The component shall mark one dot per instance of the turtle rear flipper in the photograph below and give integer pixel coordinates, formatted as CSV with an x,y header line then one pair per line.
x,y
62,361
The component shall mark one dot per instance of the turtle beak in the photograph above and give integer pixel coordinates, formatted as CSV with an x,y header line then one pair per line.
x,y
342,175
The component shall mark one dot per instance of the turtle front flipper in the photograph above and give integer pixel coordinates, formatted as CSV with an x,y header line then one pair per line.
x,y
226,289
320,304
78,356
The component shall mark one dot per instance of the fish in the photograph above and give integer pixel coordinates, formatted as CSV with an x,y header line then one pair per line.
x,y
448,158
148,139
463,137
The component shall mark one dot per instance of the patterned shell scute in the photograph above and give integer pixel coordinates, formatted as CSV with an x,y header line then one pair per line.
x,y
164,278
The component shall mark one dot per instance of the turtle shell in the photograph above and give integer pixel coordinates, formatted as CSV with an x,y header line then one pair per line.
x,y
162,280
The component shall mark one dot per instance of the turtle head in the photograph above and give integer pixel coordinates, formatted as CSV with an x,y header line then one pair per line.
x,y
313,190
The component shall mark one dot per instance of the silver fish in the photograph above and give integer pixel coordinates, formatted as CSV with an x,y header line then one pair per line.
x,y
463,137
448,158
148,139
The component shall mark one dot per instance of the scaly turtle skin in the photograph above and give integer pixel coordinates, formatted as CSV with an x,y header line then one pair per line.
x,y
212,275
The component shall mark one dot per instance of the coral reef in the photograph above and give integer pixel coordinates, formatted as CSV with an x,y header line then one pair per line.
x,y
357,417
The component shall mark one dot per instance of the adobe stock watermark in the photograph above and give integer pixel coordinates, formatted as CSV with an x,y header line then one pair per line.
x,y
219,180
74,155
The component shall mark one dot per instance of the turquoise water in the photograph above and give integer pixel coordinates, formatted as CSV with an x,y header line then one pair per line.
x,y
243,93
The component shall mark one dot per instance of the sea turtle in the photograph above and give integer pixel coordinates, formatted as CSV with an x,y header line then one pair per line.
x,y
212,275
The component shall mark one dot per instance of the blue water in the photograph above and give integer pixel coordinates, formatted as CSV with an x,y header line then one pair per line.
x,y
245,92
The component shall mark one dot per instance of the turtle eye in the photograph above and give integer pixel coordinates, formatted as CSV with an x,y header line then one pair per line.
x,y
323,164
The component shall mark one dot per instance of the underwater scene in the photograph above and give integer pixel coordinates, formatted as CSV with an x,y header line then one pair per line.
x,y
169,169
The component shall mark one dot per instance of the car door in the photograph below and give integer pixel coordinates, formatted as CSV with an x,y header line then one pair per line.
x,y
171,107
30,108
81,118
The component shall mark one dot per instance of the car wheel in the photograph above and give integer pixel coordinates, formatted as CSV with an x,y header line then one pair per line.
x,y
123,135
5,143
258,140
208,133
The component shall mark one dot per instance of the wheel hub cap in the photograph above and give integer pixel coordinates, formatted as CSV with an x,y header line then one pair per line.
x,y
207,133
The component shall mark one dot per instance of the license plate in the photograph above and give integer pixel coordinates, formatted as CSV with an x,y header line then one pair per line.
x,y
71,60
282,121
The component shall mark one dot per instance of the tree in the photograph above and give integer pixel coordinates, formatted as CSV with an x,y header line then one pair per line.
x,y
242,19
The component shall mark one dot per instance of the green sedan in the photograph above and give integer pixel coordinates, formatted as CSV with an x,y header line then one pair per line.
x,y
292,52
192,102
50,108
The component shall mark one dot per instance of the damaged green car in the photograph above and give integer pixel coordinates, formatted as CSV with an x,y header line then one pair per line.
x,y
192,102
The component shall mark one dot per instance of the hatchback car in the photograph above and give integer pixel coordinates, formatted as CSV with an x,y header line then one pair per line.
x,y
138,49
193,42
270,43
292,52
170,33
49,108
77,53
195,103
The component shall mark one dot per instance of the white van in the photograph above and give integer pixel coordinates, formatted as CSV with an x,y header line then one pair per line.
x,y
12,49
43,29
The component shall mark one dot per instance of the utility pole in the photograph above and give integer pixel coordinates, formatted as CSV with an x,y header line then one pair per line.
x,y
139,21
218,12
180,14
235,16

WHAT IS BEING ASKED => Please print all of the material again with no alteration.

SOLUTION TO THIS PROBLEM =>
The component shall mark one dot per instance of the turtle rear flipper in the photograph below and give integer pixel coordinates, formatted as CSV with an x,y header line then one pair per line.
x,y
62,361
The component shall mark one dot per instance of the turtle beak in the photograph above and give integer pixel coordinates, formatted as CSV with an x,y header line then one pair per line.
x,y
342,175
The component shall mark one dot per instance of the turtle front flipper in the photograph above and give integer pixel coordinates, formatted as CSV with an x,y header line then one pair per line.
x,y
226,289
320,304
78,356
The component shall mark one dot per instance of the fish in the photograph above and give integer pixel coordinates, formatted as CSV with an x,y header line then one pair per line.
x,y
448,158
148,139
463,137
The component shall mark one dot per instance of the patterned shell scute in the photograph above and give integer pixel coordinates, formatted as CSV with an x,y header line then one pair per line.
x,y
164,278
The component shall mark one dot per instance of the turtle shell in the photograph above and give integer pixel coordinates, formatted as CSV with an x,y header line then one pair per line.
x,y
162,280
The component shall mark one dot per instance of the turtle head in the photograph above and give integer pixel coordinates, formatted as CSV with an x,y header line then one pair per line.
x,y
313,190
The component shall mark one dot per instance of the silver fish in the photograph above and give integer pixel coordinates, formatted as CSV with an x,y header line then one pair per line.
x,y
463,137
448,158
148,139
The component shall mark one dot per instance of the scaly turtle skin in the photograph above and give integer pixel coordinates, formatted as CSV with an x,y header line then one pair per line.
x,y
212,275
The component shall mark one dot per instance of the coral reef in the photograph above and give integer pixel coordinates, formatted as CSV with an x,y header line then one pair per line.
x,y
357,417
The component shall mark one dot per instance of the adobe stock watermark in the photograph above and give integer pixel coordinates, formatted as CSV with an x,y header line then one pair per line.
x,y
219,180
74,155
The component shall mark one dot per instance of the turquoise water in the photograph above and give integer pixel coordinates, formatted as CSV with an x,y header line then one pair per line.
x,y
243,93
The component shall mark one dot per instance of the sea turtle in the photograph above and give integer pixel coordinates, formatted as CSV with an x,y header line then one pair per line.
x,y
212,275
The component shall mark one dot per instance of the blue water in the photograph above and give integer pixel coordinates, formatted as CSV with an x,y header line then one pair per line.
x,y
245,92
The component shall mark one dot per instance of the turtle eye in the photograph above and give integer pixel coordinates, formatted as CSV with an x,y header line then one pair per line.
x,y
323,164
The component shall mark one dot per instance of the underwater scene in the photograph above and give integer pixel coordinates, formatted as CSV with an x,y header line then one pair per line.
x,y
169,169
The component shall mark one dot per instance of the car door in the photograph below and give integer pixel coordinates, formatted as CSV with an x,y header line then one pair per line.
x,y
171,107
30,108
81,118
The component shall mark one dot per instance of the car wheel in the photograph above and give integer pixel coordinates, formatted as CSV with an x,y header line then one pair per line.
x,y
123,135
5,143
258,140
208,133
The component shall mark one dot per instance of the wheel hub cap in the photograph above and give integer pixel coordinates, formatted as CSV with an x,y header line then one pair per line.
x,y
207,133
The component shall mark one dot per instance of the license plate in the photograph above and give integer pixel coordinates, formatted as CSV with an x,y header line then one pair per line.
x,y
71,60
282,121
The component shall mark one dot per instance of the tree in the photograph above and give integer pixel coordinates, formatted as CSV with an x,y header line then one pair per line.
x,y
242,19
The component shall mark one dot per instance of the green sedan in the photograph above and give integer pixel coordinates, formatted as CSV with an x,y header line then one pair per line.
x,y
292,52
192,102
50,108
The component shall mark one dot per instance of the damaged green car in the photograph above and give integer pixel coordinates, formatted as CSV with an x,y header line then one pair per line.
x,y
192,102
The component shall mark one dot per instance of the hatchback car in the photograph above and give integer pixel coordinates, formatted as CSV with an x,y header line then one pair per line.
x,y
138,49
193,42
270,43
292,52
170,33
49,108
77,53
195,103
The component shall mark one dot per instance of the white van in the photograph above and give integer pixel coordinates, formatted as CSV with an x,y header line then one pair per line.
x,y
12,49
43,29
The component shall mark one dot per instance of the utility pole in the photograph above and give integer pixel coordinates, formatted as CSV with an x,y header line then one pair per line.
x,y
139,21
218,12
180,14
235,16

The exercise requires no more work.